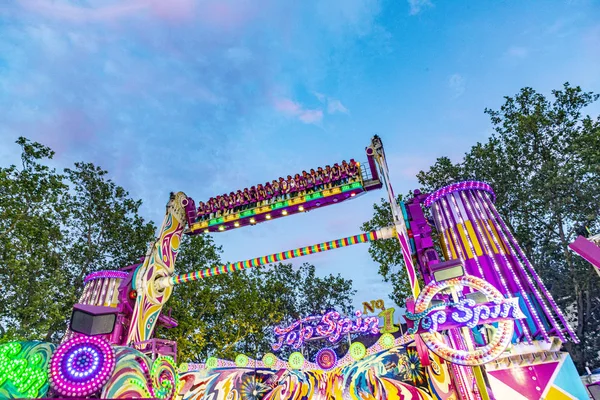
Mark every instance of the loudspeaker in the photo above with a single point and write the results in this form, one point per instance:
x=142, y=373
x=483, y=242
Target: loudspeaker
x=93, y=322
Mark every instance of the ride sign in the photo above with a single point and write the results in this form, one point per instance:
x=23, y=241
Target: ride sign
x=429, y=321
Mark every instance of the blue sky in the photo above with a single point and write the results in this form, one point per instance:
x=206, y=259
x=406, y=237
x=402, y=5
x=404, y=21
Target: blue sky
x=215, y=95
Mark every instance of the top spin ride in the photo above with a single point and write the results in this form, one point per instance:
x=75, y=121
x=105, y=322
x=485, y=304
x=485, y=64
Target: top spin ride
x=484, y=309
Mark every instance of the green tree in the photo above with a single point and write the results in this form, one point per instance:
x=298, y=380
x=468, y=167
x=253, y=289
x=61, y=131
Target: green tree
x=388, y=254
x=55, y=229
x=543, y=161
x=30, y=245
x=102, y=228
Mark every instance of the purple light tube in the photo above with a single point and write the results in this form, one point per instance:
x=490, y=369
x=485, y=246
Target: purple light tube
x=537, y=280
x=457, y=187
x=505, y=262
x=501, y=263
x=461, y=221
x=105, y=275
x=487, y=258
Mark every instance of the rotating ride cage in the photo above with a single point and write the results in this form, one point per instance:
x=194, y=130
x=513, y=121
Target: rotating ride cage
x=109, y=350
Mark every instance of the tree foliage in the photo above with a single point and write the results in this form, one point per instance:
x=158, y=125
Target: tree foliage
x=55, y=228
x=388, y=254
x=234, y=313
x=543, y=161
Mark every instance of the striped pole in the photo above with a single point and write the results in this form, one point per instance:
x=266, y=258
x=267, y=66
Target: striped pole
x=385, y=233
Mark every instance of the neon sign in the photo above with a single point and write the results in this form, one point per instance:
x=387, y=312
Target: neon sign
x=429, y=320
x=466, y=313
x=22, y=375
x=331, y=326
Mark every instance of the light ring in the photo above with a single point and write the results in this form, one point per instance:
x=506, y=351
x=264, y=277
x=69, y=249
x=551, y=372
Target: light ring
x=481, y=355
x=81, y=366
x=326, y=359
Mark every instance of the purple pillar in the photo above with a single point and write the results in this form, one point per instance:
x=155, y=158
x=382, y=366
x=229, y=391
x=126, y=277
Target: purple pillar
x=472, y=230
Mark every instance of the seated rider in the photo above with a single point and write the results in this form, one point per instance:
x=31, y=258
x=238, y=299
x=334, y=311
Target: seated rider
x=275, y=187
x=201, y=212
x=284, y=187
x=344, y=172
x=352, y=170
x=327, y=176
x=335, y=174
x=268, y=192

- Task objective
Every line above must be printed again exactly, pictures excluded.

- Output for this exercise
Mark every instance of the loudspeaker in the photo above with a single point and write the results in this form, one point per instance:
x=142, y=373
x=483, y=242
Target: loudspeaker
x=93, y=322
Mark every instance of the ride sign in the photo above with a single point and write the results in this form, one point per instance:
x=23, y=241
Target: ride sign
x=429, y=321
Mark every instance of the blue sky in the photo above with a single point and write the results in this form, one point per instance:
x=206, y=259
x=406, y=237
x=402, y=5
x=404, y=21
Target: blue sky
x=215, y=95
Mark every instance of the top spin ride in the photo above with a single point and write the results in this form, one point per instance:
x=75, y=121
x=105, y=322
x=485, y=304
x=485, y=64
Target: top spin ride
x=484, y=309
Mark every instance of the green tree in the photo above with a single point and write the results in this form, one point per instance:
x=298, y=380
x=468, y=167
x=253, y=289
x=61, y=131
Target: green tree
x=388, y=254
x=55, y=229
x=543, y=161
x=30, y=245
x=102, y=228
Mark every instance of the purple light tube in the photo above with a single point and write the results in this form, one point per instance:
x=490, y=369
x=485, y=246
Target: purple light tube
x=537, y=280
x=457, y=187
x=505, y=262
x=501, y=263
x=461, y=221
x=105, y=275
x=487, y=258
Mark every instance of the rotating ride cage in the photo above with a single point and write the results in this form, one point per instance:
x=194, y=130
x=513, y=121
Target: rotating ride cage
x=109, y=350
Mark every instance of the tree foliage in the photo above with a single point and write the results in this form, one point per instance:
x=158, y=125
Target: tree foliage
x=55, y=228
x=388, y=254
x=234, y=313
x=543, y=161
Mark every instance of the striped pole in the photo above with a single point and write the results in this form, one point per instance:
x=266, y=258
x=267, y=66
Target: striped pole
x=385, y=233
Mark every instance of the neon sign in the photo above with a single point and write the results in this form, one point per instance:
x=387, y=312
Target: neon sign
x=429, y=320
x=466, y=313
x=22, y=375
x=331, y=326
Mark every instance of the light ring in the photo above with a single point and write the results in this form, one point per instance:
x=506, y=351
x=264, y=277
x=69, y=249
x=551, y=372
Target: light ring
x=481, y=355
x=81, y=366
x=326, y=359
Mark every instance of the purple pillar in the photo above with a single point and write the results in this form, one point per instance:
x=155, y=158
x=382, y=366
x=229, y=391
x=126, y=277
Target: purple pillar
x=472, y=230
Mark every instance of the seated rider in the photo above with a single point and write the results in this form, one point per instance:
x=31, y=258
x=238, y=299
x=334, y=311
Target: seated rider
x=275, y=187
x=201, y=212
x=284, y=187
x=344, y=172
x=352, y=170
x=327, y=176
x=335, y=174
x=268, y=192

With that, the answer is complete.